Entries from a dataset:
>> begin

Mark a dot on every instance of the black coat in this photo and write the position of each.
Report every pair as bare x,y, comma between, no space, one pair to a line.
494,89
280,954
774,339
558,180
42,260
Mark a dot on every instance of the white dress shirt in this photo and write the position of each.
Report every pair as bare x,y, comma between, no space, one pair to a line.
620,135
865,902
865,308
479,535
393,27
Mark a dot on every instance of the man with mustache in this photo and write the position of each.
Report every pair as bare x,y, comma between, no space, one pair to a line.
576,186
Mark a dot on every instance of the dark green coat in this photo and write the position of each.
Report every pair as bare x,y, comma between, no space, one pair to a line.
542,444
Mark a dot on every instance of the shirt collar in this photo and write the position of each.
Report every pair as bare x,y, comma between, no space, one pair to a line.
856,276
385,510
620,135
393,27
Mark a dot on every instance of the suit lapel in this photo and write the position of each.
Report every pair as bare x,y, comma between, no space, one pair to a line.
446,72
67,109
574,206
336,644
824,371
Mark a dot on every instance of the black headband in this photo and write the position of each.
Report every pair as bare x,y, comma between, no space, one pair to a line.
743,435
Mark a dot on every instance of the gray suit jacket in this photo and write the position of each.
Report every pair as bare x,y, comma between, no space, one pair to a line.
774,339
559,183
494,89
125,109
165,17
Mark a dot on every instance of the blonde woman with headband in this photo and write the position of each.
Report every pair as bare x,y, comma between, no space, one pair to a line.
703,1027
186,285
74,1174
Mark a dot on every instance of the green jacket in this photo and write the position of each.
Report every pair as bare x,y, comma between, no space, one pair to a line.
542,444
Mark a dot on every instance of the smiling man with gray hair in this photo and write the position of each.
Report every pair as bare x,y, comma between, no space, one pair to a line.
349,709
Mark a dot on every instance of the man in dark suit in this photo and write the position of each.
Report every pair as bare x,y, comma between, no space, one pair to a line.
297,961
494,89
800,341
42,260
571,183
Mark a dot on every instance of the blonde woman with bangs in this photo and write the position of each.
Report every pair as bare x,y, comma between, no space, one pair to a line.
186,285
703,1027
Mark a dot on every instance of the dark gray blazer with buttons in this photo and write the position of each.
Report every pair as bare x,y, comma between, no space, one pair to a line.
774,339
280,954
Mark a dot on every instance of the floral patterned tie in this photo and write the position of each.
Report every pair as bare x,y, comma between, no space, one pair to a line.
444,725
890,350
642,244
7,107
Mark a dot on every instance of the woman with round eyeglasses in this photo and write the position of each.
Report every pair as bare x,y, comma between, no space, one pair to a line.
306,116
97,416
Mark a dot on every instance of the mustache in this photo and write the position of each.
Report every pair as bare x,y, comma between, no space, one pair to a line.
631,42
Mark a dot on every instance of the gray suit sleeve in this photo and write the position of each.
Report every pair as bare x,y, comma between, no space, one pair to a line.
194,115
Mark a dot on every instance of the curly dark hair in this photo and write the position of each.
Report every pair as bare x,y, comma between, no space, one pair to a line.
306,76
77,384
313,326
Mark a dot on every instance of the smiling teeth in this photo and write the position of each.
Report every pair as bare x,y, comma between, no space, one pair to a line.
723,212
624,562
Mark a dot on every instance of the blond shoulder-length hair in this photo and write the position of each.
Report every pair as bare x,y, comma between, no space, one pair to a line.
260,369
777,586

>> end

● **What to do**
Everything from the line with "Mark a dot on every instance of the green" to the end of the listing above needs to be duplicated exactly, both end lines included, with nothing more.

● **Completed exercise**
Mark a dot on every instance of the green jacket in this photo and write the position of each.
Report every pair as bare x,y, comma between, no space, one pair to a line.
542,444
Mark a dot on every instance of the smiling man with gray hair in this photo and write the position of each.
Report every pair as bare x,y, comma between, no space, one pair to a line.
349,709
Mark a dot on every instance of the man in dark suit in this photo and write the position of each.
Report every pair as bare x,y, comma between, no space, one pair to a line.
297,961
494,89
800,341
42,260
571,183
Mark a dot on every instance of the blonde woman with bangs in this photo and write the position of each.
Report every pair as bare x,y, comma between, no space, one pair to a line.
186,285
703,1027
Mark a dot on every instance of the dark gray blazer with buttons in this photo and write the position of each.
Report every pair as bare x,y, comma between, no space, one pair to a line.
774,339
280,954
Mark a dot on every instance of the floral patterned tie in this photo and write the position of each.
Report every pair as bare x,y, comma between, no space, one pair to a line.
444,725
890,350
642,244
7,107
Mark a dot on every instance of the woman with round eyeglasses in this photo and write the position of each.
Report every pair as bare x,y, comma between, no space, one pair to a line.
306,116
97,416
Mark a dot on every instance of the mustache in this photo and write the position of each.
Report every pair as bare x,y, comma between, no space, one pair to a line.
631,42
Mark a dot on every instance of the gray suit sleeve in this photo and write the position of each.
Report every pair as bare x,y, comma between, no space, one pair to a line.
194,115
Mark a dot on every instance of the curly dark hair in this photo and write the position of each.
Report every pair as bare x,y, comma between, no space, one pair to a line.
306,76
77,384
313,326
Mark a dot on every instance of the smiling teeth in this photo and write the position of each.
Report every pair as bare x,y, comma between, no space, one pair to a line.
723,212
624,562
Mark a dot on every instance of the blond shoulder-length hair in this photo and write the position of each.
Report every pair as bare x,y, comma between, no space, one pair to a line.
260,369
777,586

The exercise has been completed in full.